[Point-per-instance localization data]
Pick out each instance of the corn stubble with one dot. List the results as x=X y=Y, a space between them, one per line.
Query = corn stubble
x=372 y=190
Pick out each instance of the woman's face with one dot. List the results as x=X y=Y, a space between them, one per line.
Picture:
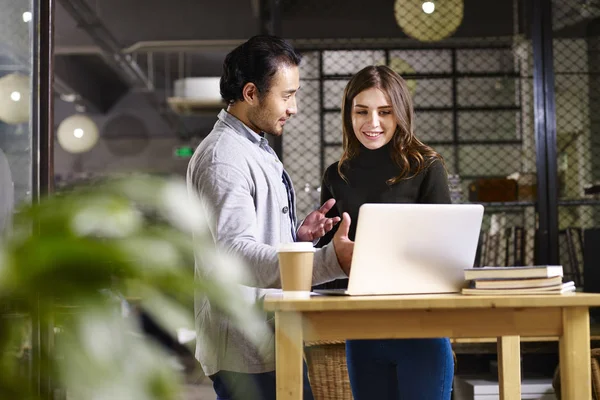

# [Exercise instructions]
Copy all the records above exactly, but leave out the pictures.

# [Response]
Pick out each instance of the corn stubble with one dot. List the results as x=X y=Y, a space between them, one per line.
Query = corn stubble
x=372 y=190
Pick out each instance of the woman's face with one dot. List the results as x=X y=Y, a space between them, one per line.
Picture:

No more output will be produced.